* **WORK REQUIRED**: Gather up every line from the entries below that uses the word "rough".

* **DATASET EXTRACT**:
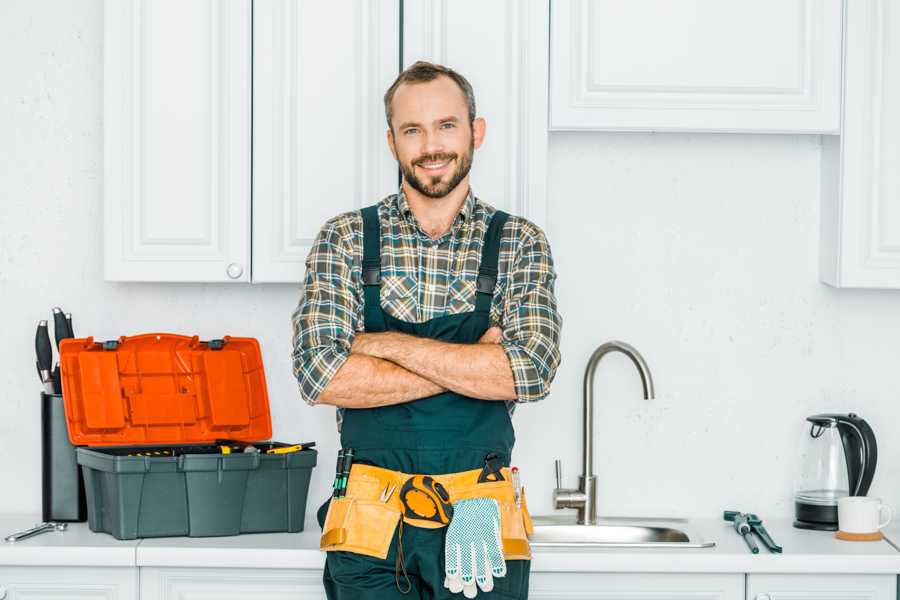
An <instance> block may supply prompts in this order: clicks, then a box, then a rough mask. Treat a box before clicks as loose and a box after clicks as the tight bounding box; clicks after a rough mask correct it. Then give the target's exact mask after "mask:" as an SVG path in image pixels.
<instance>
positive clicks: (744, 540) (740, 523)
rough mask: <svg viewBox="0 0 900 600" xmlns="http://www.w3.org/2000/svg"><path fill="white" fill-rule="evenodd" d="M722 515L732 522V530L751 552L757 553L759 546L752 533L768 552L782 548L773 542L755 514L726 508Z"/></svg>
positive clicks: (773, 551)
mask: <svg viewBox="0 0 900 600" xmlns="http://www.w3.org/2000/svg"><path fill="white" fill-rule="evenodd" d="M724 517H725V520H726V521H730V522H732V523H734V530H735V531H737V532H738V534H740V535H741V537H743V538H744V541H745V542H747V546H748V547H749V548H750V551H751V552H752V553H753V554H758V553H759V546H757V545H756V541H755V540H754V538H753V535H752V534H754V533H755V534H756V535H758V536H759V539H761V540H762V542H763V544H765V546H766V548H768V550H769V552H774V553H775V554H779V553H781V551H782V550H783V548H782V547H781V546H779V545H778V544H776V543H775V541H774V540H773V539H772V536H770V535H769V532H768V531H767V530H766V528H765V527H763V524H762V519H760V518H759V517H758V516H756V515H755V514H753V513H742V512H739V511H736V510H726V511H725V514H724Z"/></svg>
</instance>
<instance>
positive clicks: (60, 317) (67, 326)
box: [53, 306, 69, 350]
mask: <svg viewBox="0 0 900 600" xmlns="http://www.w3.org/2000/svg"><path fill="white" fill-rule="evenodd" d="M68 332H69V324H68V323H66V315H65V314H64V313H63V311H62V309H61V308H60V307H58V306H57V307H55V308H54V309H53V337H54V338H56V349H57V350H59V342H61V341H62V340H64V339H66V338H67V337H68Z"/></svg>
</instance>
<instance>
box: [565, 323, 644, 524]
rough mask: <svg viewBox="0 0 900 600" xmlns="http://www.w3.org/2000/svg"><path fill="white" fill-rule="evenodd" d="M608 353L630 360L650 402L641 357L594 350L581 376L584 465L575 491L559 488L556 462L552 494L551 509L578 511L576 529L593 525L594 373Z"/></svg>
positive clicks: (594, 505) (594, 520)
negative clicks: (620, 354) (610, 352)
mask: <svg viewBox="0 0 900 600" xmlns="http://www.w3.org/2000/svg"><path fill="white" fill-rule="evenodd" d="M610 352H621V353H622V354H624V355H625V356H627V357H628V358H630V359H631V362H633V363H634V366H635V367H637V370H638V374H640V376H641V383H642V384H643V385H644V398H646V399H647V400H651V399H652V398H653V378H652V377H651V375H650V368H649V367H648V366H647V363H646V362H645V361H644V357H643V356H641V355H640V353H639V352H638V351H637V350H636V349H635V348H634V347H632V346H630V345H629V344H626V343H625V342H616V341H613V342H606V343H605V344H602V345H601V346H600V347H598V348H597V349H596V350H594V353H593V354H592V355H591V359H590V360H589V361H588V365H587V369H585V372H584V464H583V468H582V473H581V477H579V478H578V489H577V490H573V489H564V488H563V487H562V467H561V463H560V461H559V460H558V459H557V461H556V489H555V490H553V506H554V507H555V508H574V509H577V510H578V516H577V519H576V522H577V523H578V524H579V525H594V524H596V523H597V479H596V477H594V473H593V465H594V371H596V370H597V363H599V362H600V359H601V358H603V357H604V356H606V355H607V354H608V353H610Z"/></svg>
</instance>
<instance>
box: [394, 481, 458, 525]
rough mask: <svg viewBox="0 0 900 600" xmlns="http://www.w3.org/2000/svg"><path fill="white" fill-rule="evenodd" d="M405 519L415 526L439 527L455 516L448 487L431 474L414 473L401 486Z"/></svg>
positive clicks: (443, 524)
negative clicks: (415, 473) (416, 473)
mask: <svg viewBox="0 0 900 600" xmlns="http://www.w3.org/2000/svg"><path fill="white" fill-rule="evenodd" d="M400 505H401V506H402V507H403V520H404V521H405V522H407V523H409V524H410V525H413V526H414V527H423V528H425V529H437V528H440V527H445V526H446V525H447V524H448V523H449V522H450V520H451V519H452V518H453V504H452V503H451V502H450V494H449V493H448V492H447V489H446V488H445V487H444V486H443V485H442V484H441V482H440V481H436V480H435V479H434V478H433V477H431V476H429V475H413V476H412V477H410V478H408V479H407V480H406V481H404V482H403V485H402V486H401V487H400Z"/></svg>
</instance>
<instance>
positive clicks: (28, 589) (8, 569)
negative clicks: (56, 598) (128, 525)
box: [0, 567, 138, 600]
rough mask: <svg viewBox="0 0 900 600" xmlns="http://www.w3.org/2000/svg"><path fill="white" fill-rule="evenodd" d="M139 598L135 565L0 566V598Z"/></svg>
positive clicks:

* **TASK SOLUTION**:
An <instance> block may supply prompts in this order: clicks, then a box, then a rough mask. Treat a box before clicks as loose and a box after clicks as the tight bounding box; clicks after a rough mask correct it. Then give the target's exact mask after "mask:" as an SVG path in image pixels.
rough mask: <svg viewBox="0 0 900 600" xmlns="http://www.w3.org/2000/svg"><path fill="white" fill-rule="evenodd" d="M722 515L732 522V530L751 552L757 553L759 546L752 533L768 552L782 548L773 542L755 514L726 508Z"/></svg>
rough mask: <svg viewBox="0 0 900 600" xmlns="http://www.w3.org/2000/svg"><path fill="white" fill-rule="evenodd" d="M608 353L630 360L650 402L641 357L594 350L581 376L584 465L575 491L559 488L556 462L552 494L551 509L578 511L576 529L593 525L594 373Z"/></svg>
rough mask: <svg viewBox="0 0 900 600" xmlns="http://www.w3.org/2000/svg"><path fill="white" fill-rule="evenodd" d="M405 519L415 526L439 527L455 516L448 487L431 474L414 473L401 486Z"/></svg>
rough mask: <svg viewBox="0 0 900 600" xmlns="http://www.w3.org/2000/svg"><path fill="white" fill-rule="evenodd" d="M139 598L135 565L0 566V598Z"/></svg>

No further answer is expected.